## DIRECTIONS FOR THIS TASK
Locate the line that contains "Target: smartphone in hand" in the entries below. Retype it and all following lines through the final one, character for character.

## MATERIAL FOR THIS EXERCISE

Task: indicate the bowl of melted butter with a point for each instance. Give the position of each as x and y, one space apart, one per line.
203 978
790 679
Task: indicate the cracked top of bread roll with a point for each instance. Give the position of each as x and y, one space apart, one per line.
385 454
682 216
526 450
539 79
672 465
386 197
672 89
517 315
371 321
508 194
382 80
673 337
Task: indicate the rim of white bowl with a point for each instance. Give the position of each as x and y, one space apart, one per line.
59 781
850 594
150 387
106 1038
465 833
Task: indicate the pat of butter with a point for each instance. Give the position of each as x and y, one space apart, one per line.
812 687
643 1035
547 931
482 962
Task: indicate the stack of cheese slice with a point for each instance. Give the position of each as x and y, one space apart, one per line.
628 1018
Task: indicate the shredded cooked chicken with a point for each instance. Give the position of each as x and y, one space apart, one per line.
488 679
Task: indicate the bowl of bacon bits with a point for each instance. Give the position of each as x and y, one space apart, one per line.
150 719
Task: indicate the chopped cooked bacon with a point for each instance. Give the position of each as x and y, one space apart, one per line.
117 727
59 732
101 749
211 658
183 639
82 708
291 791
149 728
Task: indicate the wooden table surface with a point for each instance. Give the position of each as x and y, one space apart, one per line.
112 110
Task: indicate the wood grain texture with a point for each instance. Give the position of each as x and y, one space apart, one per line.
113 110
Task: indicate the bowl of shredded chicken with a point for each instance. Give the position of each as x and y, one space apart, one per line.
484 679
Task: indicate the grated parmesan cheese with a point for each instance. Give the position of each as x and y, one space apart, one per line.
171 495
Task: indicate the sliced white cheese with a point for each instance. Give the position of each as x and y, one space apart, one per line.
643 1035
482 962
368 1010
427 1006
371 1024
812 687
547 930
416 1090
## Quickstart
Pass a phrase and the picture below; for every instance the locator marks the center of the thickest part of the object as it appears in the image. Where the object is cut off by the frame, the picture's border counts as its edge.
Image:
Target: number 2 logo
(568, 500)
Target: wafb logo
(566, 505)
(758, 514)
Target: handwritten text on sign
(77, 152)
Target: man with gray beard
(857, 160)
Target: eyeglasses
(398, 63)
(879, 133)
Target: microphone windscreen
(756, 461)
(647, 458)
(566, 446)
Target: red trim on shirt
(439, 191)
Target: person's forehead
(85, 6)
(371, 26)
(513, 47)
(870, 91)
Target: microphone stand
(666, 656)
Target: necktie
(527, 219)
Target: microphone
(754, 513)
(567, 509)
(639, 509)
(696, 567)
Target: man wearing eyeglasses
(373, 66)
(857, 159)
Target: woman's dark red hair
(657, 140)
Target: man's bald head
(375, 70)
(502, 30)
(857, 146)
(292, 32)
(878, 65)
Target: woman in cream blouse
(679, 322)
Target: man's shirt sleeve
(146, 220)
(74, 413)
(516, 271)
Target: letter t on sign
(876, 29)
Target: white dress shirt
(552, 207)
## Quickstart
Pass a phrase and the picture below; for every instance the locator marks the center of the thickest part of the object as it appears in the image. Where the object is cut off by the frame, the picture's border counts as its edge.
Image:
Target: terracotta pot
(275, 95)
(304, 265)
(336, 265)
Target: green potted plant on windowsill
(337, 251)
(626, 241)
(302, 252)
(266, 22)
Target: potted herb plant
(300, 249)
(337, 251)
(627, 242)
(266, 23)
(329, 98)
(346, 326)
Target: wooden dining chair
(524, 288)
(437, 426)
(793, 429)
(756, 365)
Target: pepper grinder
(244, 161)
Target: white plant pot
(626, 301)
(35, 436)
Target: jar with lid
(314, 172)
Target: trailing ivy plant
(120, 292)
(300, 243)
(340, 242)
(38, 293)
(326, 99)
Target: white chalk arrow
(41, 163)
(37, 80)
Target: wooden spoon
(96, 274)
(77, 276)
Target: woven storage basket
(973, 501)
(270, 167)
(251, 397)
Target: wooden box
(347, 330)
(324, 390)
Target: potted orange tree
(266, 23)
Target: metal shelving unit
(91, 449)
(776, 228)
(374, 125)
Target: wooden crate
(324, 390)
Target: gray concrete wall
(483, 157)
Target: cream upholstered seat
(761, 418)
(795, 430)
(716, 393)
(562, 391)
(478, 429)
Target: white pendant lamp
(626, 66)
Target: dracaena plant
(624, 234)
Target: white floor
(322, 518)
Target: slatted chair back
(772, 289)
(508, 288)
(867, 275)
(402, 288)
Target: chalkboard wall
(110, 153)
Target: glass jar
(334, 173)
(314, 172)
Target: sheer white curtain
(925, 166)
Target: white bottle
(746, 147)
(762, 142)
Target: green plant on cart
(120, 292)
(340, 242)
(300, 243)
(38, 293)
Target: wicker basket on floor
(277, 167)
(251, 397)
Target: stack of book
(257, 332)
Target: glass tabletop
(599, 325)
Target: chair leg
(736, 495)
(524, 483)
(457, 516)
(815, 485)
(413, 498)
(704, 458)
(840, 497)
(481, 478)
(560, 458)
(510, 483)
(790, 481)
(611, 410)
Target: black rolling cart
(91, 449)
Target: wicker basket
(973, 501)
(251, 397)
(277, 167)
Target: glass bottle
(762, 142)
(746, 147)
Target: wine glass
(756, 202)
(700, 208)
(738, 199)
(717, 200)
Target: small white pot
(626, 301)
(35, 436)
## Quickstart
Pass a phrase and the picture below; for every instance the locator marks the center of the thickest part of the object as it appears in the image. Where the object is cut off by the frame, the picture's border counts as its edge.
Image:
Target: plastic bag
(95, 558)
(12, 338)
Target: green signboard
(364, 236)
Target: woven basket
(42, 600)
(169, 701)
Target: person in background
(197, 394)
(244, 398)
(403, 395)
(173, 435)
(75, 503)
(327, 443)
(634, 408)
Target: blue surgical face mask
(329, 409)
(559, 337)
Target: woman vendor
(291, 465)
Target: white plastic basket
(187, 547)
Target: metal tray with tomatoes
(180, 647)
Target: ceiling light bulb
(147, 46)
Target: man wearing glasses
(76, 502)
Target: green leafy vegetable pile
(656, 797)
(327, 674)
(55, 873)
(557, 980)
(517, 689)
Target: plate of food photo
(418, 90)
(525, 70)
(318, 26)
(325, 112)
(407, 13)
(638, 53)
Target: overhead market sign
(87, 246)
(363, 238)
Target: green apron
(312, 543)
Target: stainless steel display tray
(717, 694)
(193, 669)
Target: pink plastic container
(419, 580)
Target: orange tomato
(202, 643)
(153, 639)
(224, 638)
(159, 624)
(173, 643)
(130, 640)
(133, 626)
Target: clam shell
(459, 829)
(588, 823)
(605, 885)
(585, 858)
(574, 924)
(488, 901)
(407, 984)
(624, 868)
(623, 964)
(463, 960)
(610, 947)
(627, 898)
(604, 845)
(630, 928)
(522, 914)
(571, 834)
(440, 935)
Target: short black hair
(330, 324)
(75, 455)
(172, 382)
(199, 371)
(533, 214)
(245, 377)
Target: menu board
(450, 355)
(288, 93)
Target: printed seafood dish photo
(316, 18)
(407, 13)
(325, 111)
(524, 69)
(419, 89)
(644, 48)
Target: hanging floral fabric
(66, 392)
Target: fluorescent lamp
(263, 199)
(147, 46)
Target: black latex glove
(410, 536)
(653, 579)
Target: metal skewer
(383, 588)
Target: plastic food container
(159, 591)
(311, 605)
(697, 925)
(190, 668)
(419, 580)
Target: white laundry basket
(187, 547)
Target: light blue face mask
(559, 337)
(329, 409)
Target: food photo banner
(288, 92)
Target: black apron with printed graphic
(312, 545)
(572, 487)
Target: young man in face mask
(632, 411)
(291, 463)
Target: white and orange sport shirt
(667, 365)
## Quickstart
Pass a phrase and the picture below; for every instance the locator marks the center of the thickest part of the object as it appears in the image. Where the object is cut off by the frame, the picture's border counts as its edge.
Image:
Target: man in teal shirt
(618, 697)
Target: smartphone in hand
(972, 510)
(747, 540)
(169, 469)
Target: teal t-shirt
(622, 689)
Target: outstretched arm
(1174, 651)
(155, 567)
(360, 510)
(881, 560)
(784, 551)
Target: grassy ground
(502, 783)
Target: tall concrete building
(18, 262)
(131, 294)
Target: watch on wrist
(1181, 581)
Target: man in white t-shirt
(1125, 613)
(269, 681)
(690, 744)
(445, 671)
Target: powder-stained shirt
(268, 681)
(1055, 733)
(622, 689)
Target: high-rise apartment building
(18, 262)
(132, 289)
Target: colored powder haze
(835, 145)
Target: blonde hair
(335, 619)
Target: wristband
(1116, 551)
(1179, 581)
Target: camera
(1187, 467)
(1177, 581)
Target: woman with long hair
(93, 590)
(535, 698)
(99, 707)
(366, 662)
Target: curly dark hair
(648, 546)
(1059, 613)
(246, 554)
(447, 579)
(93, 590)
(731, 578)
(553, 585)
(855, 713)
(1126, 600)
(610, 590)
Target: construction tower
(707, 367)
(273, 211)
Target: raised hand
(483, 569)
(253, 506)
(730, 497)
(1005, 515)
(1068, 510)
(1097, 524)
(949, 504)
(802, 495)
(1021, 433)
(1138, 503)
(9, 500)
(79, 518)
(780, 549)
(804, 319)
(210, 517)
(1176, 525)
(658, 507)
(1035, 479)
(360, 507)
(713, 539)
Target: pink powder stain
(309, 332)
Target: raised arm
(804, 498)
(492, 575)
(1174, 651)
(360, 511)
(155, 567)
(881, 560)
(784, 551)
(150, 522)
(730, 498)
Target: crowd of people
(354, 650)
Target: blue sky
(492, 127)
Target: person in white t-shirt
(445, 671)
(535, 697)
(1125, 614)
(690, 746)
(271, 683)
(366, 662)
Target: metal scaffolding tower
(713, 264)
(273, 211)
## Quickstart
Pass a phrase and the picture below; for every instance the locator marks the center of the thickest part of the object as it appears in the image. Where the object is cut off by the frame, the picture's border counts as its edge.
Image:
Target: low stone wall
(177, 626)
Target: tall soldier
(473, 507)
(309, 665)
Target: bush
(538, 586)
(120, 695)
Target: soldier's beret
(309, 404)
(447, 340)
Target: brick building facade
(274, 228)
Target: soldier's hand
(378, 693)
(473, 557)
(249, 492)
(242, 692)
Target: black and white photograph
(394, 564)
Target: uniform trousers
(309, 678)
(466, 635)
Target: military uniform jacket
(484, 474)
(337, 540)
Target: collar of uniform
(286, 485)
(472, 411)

## CORRECT ANSWER
Target: smartphone in hand
(972, 510)
(747, 540)
(169, 469)
Target: teal t-shirt
(622, 689)
Target: outstretched arm
(1174, 651)
(155, 567)
(360, 510)
(881, 560)
(784, 551)
Target: grassy ground
(502, 783)
Target: tall concrete building
(18, 262)
(131, 294)
Target: watch on wrist
(1181, 581)
Target: man in white t-shirt
(1125, 613)
(269, 681)
(690, 744)
(445, 671)
Target: powder-stained shirt
(268, 681)
(1055, 733)
(622, 689)
Target: high-rise apartment building
(18, 262)
(132, 289)
Target: colored powder haze
(835, 145)
Target: blonde hair
(335, 619)
Target: wristband
(1116, 551)
(1179, 581)
Target: camera
(1187, 467)
(1177, 581)
Target: woman with long hair
(93, 590)
(535, 698)
(99, 707)
(366, 662)
Target: curly dark hair
(648, 546)
(1059, 613)
(246, 554)
(447, 579)
(93, 590)
(731, 578)
(553, 585)
(855, 713)
(1126, 600)
(610, 590)
Target: construction tower
(707, 367)
(273, 211)
Target: raised hand
(483, 569)
(253, 506)
(730, 497)
(1005, 515)
(1068, 510)
(1097, 524)
(949, 504)
(802, 495)
(1021, 433)
(1138, 503)
(9, 500)
(79, 518)
(780, 549)
(804, 319)
(210, 517)
(1176, 525)
(658, 507)
(1035, 479)
(360, 507)
(713, 539)
Target: pink powder stain
(309, 332)
Target: raised arm
(804, 498)
(492, 575)
(1174, 651)
(360, 511)
(155, 567)
(881, 560)
(784, 551)
(150, 522)
(730, 498)
Target: crowd of people
(354, 650)
Target: blue sky
(492, 127)
Target: person in white t-shirt
(445, 671)
(535, 697)
(1125, 614)
(690, 746)
(271, 683)
(366, 662)
Target: metal scaffolding tower
(713, 264)
(273, 211)
## Quickstart
Pass a phrase and the picture below; for every instance the locator marks the center of the thickest part of the object as it appears in the image. Where the object is cut off by the frame, the picture's border counts as its edge.
Image:
Target: low stone wall
(177, 626)
Target: tall soldier
(473, 507)
(309, 665)
Target: bush
(538, 586)
(120, 695)
Target: soldier's beret
(309, 404)
(447, 340)
Target: brick building facade
(274, 228)
Target: soldier's hand
(378, 693)
(473, 557)
(249, 492)
(242, 692)
Target: black and white photograph
(394, 564)
Target: uniform trousers
(309, 678)
(466, 635)
Target: military uniform jacket
(484, 474)
(337, 540)
Target: collar of uniform
(286, 485)
(472, 411)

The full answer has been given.